___ PROVIDED DATA ___

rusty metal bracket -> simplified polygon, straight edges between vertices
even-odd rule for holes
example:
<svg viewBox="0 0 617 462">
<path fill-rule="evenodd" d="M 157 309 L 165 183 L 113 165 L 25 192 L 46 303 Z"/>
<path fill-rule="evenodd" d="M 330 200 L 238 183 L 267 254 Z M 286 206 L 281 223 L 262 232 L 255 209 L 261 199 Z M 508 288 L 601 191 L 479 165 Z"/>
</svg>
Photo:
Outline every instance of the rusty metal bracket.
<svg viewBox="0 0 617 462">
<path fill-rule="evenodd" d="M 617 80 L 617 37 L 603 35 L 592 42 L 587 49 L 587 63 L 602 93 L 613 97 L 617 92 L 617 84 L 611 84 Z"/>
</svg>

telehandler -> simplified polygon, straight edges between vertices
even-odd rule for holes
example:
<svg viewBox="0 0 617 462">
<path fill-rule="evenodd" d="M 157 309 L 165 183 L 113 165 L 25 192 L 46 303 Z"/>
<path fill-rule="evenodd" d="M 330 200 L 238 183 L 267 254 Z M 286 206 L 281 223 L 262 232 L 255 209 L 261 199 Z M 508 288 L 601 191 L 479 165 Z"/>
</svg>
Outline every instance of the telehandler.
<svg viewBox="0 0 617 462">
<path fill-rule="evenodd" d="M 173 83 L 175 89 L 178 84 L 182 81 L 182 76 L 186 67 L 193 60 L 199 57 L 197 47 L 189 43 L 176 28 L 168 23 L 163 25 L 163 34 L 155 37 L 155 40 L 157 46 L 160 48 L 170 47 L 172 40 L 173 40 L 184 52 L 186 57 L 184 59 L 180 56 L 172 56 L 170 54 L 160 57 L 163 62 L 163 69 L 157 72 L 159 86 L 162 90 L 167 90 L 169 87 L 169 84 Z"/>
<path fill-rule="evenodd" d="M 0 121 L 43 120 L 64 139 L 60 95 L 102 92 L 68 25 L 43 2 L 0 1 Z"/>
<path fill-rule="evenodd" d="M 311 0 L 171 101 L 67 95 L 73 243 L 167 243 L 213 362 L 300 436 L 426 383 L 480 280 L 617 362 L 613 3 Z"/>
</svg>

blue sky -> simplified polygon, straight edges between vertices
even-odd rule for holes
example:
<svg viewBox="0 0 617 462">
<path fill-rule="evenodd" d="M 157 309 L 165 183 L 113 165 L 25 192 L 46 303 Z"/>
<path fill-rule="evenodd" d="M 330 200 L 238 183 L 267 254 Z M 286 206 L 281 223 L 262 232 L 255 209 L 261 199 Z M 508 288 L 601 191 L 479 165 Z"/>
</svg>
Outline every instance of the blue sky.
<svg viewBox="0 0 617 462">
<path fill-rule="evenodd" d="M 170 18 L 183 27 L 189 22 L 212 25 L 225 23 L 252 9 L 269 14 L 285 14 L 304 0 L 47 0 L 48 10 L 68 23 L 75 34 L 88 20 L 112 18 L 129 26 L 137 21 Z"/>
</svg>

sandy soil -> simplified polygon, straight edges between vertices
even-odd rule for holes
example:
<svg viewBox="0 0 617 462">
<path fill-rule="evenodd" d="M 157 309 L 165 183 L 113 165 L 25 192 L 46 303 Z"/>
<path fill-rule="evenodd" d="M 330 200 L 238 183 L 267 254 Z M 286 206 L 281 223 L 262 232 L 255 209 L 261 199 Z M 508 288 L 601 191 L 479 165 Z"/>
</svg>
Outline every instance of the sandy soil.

___

> _PROBLEM STATEMENT_: Starting from the line containing "telehandler -> simplified", repeat each line through the end of the entries, exactly.

> _SOLUTION FOR THIS EXERCISE_:
telehandler -> simplified polygon, straight edges between vertices
even-odd rule for holes
example:
<svg viewBox="0 0 617 462">
<path fill-rule="evenodd" d="M 157 309 L 165 183 L 113 165 L 25 192 L 46 303 Z"/>
<path fill-rule="evenodd" d="M 330 200 L 238 183 L 267 254 Z M 286 206 L 281 223 L 262 232 L 255 209 L 261 199 Z M 508 288 L 601 191 L 479 165 Z"/>
</svg>
Outline every instance of the telehandler.
<svg viewBox="0 0 617 462">
<path fill-rule="evenodd" d="M 173 83 L 175 89 L 178 84 L 182 81 L 182 76 L 186 67 L 193 60 L 199 57 L 197 47 L 189 43 L 176 28 L 168 23 L 163 25 L 163 34 L 155 37 L 155 40 L 157 46 L 160 48 L 170 47 L 172 40 L 173 40 L 184 52 L 186 57 L 184 59 L 180 56 L 172 56 L 170 54 L 160 57 L 163 62 L 163 69 L 157 72 L 159 86 L 162 90 L 167 90 L 169 87 L 169 84 Z"/>
<path fill-rule="evenodd" d="M 0 121 L 43 120 L 64 139 L 60 95 L 102 92 L 68 25 L 43 2 L 0 1 Z"/>
<path fill-rule="evenodd" d="M 311 0 L 171 101 L 67 95 L 73 243 L 167 243 L 213 362 L 300 436 L 426 383 L 480 280 L 617 362 L 613 3 Z"/>
</svg>

blue sky -> simplified polygon, straight edges between vertices
even-odd rule for holes
example:
<svg viewBox="0 0 617 462">
<path fill-rule="evenodd" d="M 157 309 L 165 183 L 113 165 L 25 192 L 46 303 Z"/>
<path fill-rule="evenodd" d="M 330 200 L 238 183 L 267 254 Z M 286 206 L 281 223 L 262 232 L 255 209 L 261 199 Z M 508 288 L 601 191 L 479 165 Z"/>
</svg>
Outline every instance of the blue sky.
<svg viewBox="0 0 617 462">
<path fill-rule="evenodd" d="M 170 18 L 183 27 L 189 22 L 212 25 L 225 23 L 252 9 L 269 14 L 285 14 L 304 0 L 47 0 L 48 10 L 68 23 L 75 34 L 88 20 L 112 18 L 129 26 L 137 21 Z"/>
</svg>

sandy soil -> simplified polygon, straight edges between vertices
even-odd rule for holes
example:
<svg viewBox="0 0 617 462">
<path fill-rule="evenodd" d="M 157 309 L 165 183 L 113 165 L 25 192 L 46 303 Z"/>
<path fill-rule="evenodd" d="M 330 200 L 238 183 L 267 254 Z M 286 206 L 281 223 L 262 232 L 255 209 L 261 199 Z M 508 288 L 601 191 L 479 165 Z"/>
</svg>
Outline every instance of the sandy soil.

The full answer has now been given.